**TO DO:**
Your task is to return all of the entries below exactly, leaving out each picture.

**Referring expression data:**

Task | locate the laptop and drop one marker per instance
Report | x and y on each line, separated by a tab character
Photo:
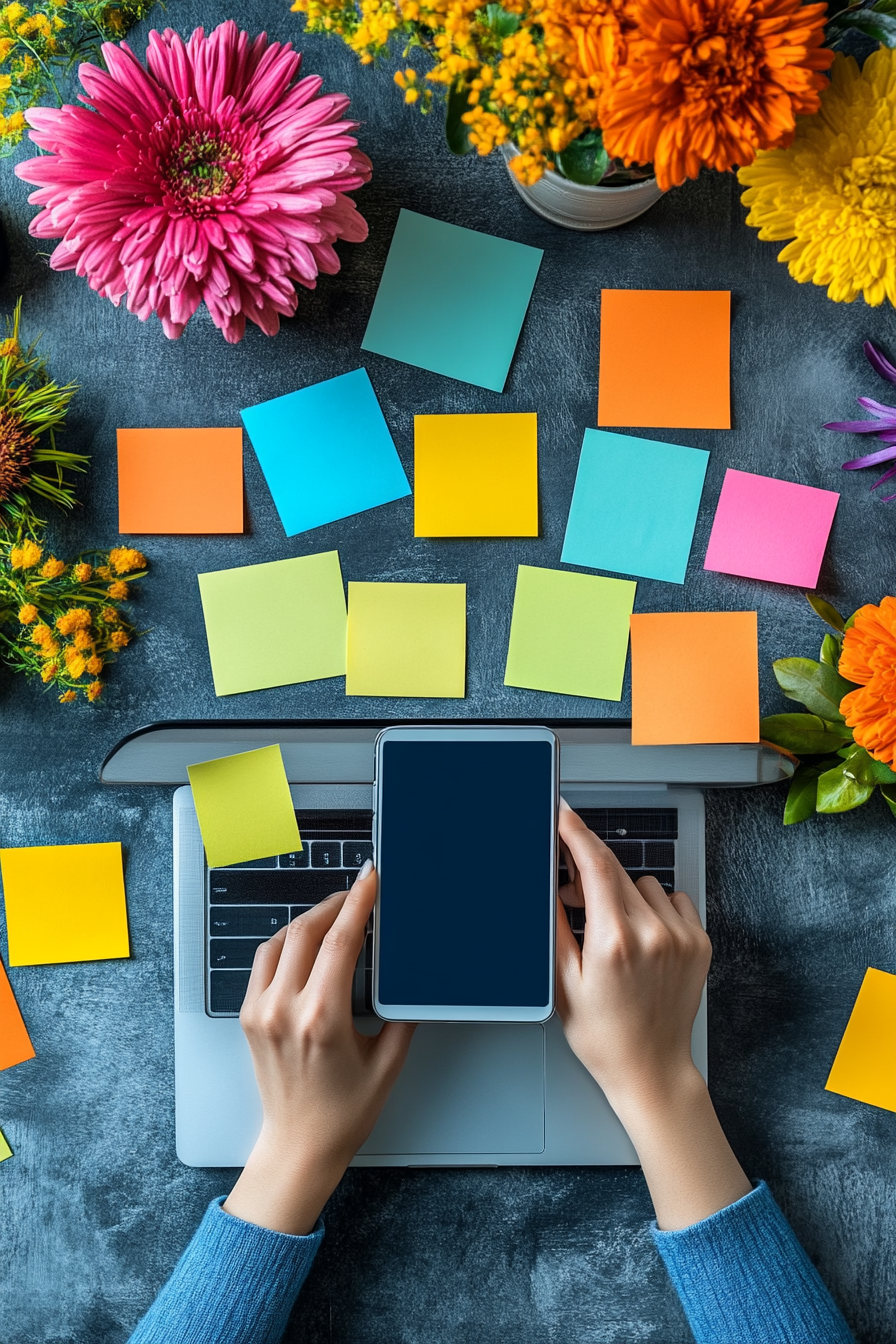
470	1094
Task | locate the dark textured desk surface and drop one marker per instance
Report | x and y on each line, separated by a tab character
96	1204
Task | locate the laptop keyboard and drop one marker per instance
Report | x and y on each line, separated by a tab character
247	903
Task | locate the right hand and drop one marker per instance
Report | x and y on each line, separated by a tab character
629	999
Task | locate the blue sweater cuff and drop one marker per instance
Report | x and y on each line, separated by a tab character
744	1278
235	1281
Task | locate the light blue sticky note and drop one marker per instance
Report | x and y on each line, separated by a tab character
325	452
634	506
452	300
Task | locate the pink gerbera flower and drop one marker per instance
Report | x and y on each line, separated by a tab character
207	176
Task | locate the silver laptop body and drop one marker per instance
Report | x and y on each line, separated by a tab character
501	1094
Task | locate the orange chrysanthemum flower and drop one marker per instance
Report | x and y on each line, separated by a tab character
709	82
869	659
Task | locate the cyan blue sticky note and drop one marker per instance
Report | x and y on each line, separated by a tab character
634	506
325	452
452	300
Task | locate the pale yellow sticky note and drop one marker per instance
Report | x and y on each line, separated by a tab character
245	807
65	902
406	639
476	475
865	1063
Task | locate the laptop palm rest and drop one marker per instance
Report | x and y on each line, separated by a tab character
466	1089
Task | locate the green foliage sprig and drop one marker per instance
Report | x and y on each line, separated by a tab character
833	772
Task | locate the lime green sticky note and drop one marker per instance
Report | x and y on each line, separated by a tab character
406	639
274	624
245	807
570	632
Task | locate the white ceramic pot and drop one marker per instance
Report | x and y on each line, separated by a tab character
575	206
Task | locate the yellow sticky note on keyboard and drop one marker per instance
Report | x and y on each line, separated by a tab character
65	902
406	639
245	807
865	1063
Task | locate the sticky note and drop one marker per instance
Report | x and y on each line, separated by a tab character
245	807
695	678
865	1062
15	1042
452	300
406	639
65	902
568	632
180	480
325	452
665	358
771	530
634	506
476	475
274	624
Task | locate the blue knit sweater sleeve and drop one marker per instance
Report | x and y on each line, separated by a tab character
744	1278
235	1284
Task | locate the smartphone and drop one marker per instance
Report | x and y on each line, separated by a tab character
465	839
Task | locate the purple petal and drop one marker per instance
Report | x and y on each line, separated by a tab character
884	454
880	363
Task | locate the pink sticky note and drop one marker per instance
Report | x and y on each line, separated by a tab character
770	530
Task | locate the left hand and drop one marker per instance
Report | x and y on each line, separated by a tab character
321	1082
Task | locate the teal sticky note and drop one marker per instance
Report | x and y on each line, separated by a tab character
452	300
634	506
325	452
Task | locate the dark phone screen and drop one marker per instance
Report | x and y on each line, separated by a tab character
465	874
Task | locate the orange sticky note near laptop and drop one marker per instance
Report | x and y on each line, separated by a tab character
665	358
695	678
180	480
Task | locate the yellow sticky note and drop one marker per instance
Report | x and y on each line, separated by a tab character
65	902
476	476
865	1063
406	639
245	807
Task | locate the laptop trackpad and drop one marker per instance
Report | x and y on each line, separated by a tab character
466	1089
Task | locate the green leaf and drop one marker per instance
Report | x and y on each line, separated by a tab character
813	684
585	160
456	133
803	734
801	796
826	612
501	23
830	647
838	790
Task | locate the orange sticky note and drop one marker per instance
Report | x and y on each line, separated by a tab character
180	480
15	1042
695	678
665	358
865	1063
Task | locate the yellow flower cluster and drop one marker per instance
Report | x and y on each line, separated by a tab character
529	71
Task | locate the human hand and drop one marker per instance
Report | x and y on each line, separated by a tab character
321	1082
628	1003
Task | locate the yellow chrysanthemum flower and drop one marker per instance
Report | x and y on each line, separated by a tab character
833	191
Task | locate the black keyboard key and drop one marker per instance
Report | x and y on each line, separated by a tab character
327	854
355	852
233	953
274	887
238	922
629	852
660	854
298	859
227	989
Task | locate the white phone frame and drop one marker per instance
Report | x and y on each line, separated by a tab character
445	733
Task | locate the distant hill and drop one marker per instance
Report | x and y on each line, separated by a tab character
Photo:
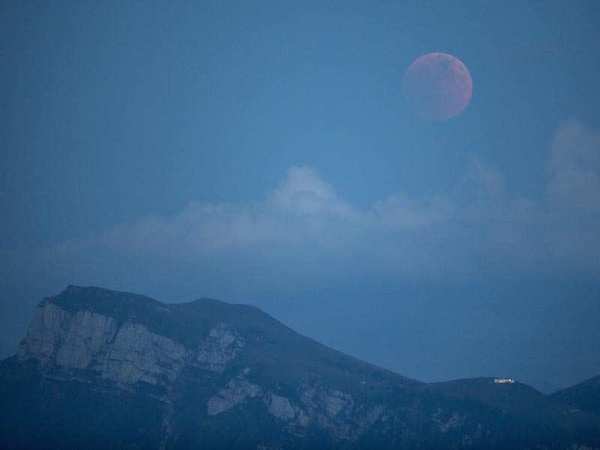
583	396
106	369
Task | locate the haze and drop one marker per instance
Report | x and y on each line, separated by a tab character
261	152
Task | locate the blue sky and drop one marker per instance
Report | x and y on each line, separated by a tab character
262	152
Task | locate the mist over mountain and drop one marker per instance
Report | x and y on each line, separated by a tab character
108	369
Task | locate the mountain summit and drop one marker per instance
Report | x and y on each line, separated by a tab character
107	369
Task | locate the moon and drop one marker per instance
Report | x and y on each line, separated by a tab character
438	86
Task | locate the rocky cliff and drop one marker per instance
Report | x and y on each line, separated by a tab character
105	369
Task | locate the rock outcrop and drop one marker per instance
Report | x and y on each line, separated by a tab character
101	369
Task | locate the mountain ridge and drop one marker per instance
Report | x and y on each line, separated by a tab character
219	375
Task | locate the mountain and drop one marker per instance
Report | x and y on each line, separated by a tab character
583	396
107	369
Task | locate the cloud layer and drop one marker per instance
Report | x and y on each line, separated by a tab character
304	232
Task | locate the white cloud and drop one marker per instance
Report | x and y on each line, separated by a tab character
574	167
304	231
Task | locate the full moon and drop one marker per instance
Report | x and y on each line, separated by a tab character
438	86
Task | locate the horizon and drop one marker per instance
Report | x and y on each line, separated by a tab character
284	156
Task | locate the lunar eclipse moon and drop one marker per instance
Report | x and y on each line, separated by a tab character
438	86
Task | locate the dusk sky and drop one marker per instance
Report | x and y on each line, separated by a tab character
263	152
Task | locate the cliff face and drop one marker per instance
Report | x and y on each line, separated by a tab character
106	369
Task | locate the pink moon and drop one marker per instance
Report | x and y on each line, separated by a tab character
438	86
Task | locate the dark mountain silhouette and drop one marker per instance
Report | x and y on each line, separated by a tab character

**YOUR SOLUTION:**
Task | locate the laptop and drop one marker per instance
Report | x and y on each line, separated by a tab character
Photo:
470	1094
Task | locate the dark textured desk surface and drop one marker per instance
Report | x and y on each line, separated by a tab character
96	1204
Task | locate the laptop keyboard and drop one marker per instance
Report | x and y on each line, separated by a tab character
247	903
Task | locate the right hand and drop one marker per instance
Report | x and y on each line, separated by a tab character
629	999
Task | locate the blue sweater cuff and drop one marker per instance
Report | x and y on each line, separated by a tab character
744	1278
235	1281
Task | locate the light blue sticky note and drop one marker per instance
Report | x and y on each line, separated by a tab character
325	452
634	506
452	300
Task | locate the pink gerbera flower and drop one marker per instance
Report | x and y on each line, separated by a tab character
207	176
Task | locate the silver laptop body and drop one marker per instance
Report | x and y on each line, separated by a tab character
501	1094
Task | locate the orange chrysanthemum flower and drop one marker per instance
Report | x and y on each line, separated by a tab character
709	82
869	659
Task | locate the cyan blue sticky note and drop one marker per instance
Report | x and y on each line, separated by a tab character
634	506
325	452
452	300
Task | locate the pale yellow sticky note and drop one marker per instance
Report | x and y on each line, separated by a tab character
245	807
65	902
406	639
476	475
865	1063
Task | locate the laptop palm rest and drop one marker per instance
Report | x and y on each line, separated by a tab character
466	1089
Task | locate the green foliage sprig and drop one marker per instance
Report | x and y on each line, separated by a tab character
833	772
Task | locate the lime green sticky note and drop one marker per instance
Report | x and y on each line, separated by a tab character
406	639
274	624
245	807
570	632
Task | locate the white ceramic pot and drop one marker per instance
Report | x and y on each line, separated by a tab character
575	206
Task | locate the yellow sticky note on keyboard and drop one marker per instance
Report | x and y on each line, separated by a tab character
65	902
406	639
245	807
865	1063
Task | locate the sticky note and drop one marker per instance
Report | x and y on each line, separated by a tab character
245	807
695	678
865	1062
15	1042
452	300
406	639
65	902
568	632
180	480
325	452
665	358
771	530
634	506
476	475
274	624
Task | locate the blue knit sweater sleeve and drop one marker per instance
Report | x and y on each line, separated by a tab character
744	1278
235	1284
Task | locate the smartphone and drop one marker per instance
Report | x and y on each line, separated by a tab character
465	839
Task | locate the purple petal and drop one marker per instance
Report | x and y on each line, separated by a tab character
884	454
880	363
Task | locate the pink sticky note and drop one marker per instance
Report | x and y on each line, separated by a tab character
770	530
Task | locate the left hand and drop one marker per instance
Report | x and y on each line, separated by a tab character
321	1082
Task | locate the teal sticky note and drop one marker per instance
Report | x and y on each line, separated by a tab character
452	300
634	506
325	452
Task | locate the dark phone screen and drop one marker per instance
Report | x and y on each line, separated by a tab character
465	874
Task | locate the orange sticky note near laptop and drop one marker per instance
Report | x and y on each line, separated by a tab character
665	358
695	678
180	480
Task | locate the yellow sticky note and drop one marker per instance
Report | x and y on each line, separated by a tab character
65	902
476	476
865	1063
406	639
245	807
Task | locate the laptop trackpad and drop one marker per instance
Report | x and y on each line, separated by a tab character
466	1089
Task | locate the green leaf and drop one marker per instance
Report | x and y on each line, separated by a tab character
813	684
585	160
456	133
803	734
801	796
826	612
501	23
830	647
838	790
Task | locate the orange sticky note and drop one marker per instance
Report | x and y on each line, separated by a tab character
180	480
15	1042
695	678
665	358
865	1063
Task | locate the yellow flower cluster and drop one marker per instance
Report | x and y on each line, separated by a tab character
529	71
Task | locate the human hand and drop one marker per instance
Report | x and y on each line, separated by a tab character
321	1082
628	1003
Task | locate the yellow chrysanthemum flower and drop one marker per instance
Report | x and y on each line, separated by a tab character
833	191
Task | locate the black keyboard key and drop one marker per instance
Report | x and y on each line, separated by a tab character
327	854
355	852
233	953
274	887
238	922
629	852
660	854
298	859
227	989
Task | locate the white phone frame and drop one marker per instance
Report | x and y on each line, separated by a tab character
445	733
Task | locate the distant hill and drop one marker per instance
Report | x and y on each line, separated by a tab character
Photo:
583	396
106	369
Task | locate the haze and drop one marker per instance
Report | x and y on each line, separated by a tab character
261	152
Task | locate the blue sky and drop one marker per instance
Report | x and y on each line, separated by a tab character
262	152
Task | locate the mist over mountain and drop one marker per instance
Report | x and y on each line, separated by a tab character
108	369
Task | locate the mountain summit and drop one marker per instance
Report | x and y on each line, separated by a tab character
107	369
Task | locate the moon and drop one marker per instance
Report | x and y on each line, separated by a tab character
438	86
Task | locate the rocky cliff and drop one marker per instance
Report | x and y on each line, separated by a tab character
105	369
Task | locate the rock outcrop and drop one marker per instance
Report | x and y on each line, separated by a tab character
101	369
Task | locate the mountain ridge and drop one marker per instance
Report | x and y on each line, separated by a tab character
219	375
Task | locate the mountain and drop one marker per instance
Report | x and y on each line, separated by a tab character
583	396
107	369
Task | locate the cloud layer and drop one marker per instance
Report | x and y on each line, separated by a tab character
304	232
Task | locate the white cloud and drop one marker per instance
Report | x and y on each line, separated by a tab character
574	167
304	231
Task | locate the full moon and drop one marker per instance
Report | x and y on each line, separated by a tab character
438	86
Task | locate the horizon and drop one marker per instance
Report | x and y on each line, separated by a tab character
284	156
Task | locate the lunar eclipse moon and drop one marker per instance
Report | x and y on each line, separated by a tab character
438	86
Task | locate the dusk sky and drop one marker per instance
Report | x and y on each line, separated by a tab character
263	152
Task | locate the cliff face and drop one marker per instance
Report | x and y on each line, separated by a tab character
106	369
Task | locate the pink moon and drop one marker per instance
Report | x and y on each line, separated by a tab character
438	86
Task | locate the dark mountain silhouette and drop one marker per instance
Report | x and y on each line, separated by a tab character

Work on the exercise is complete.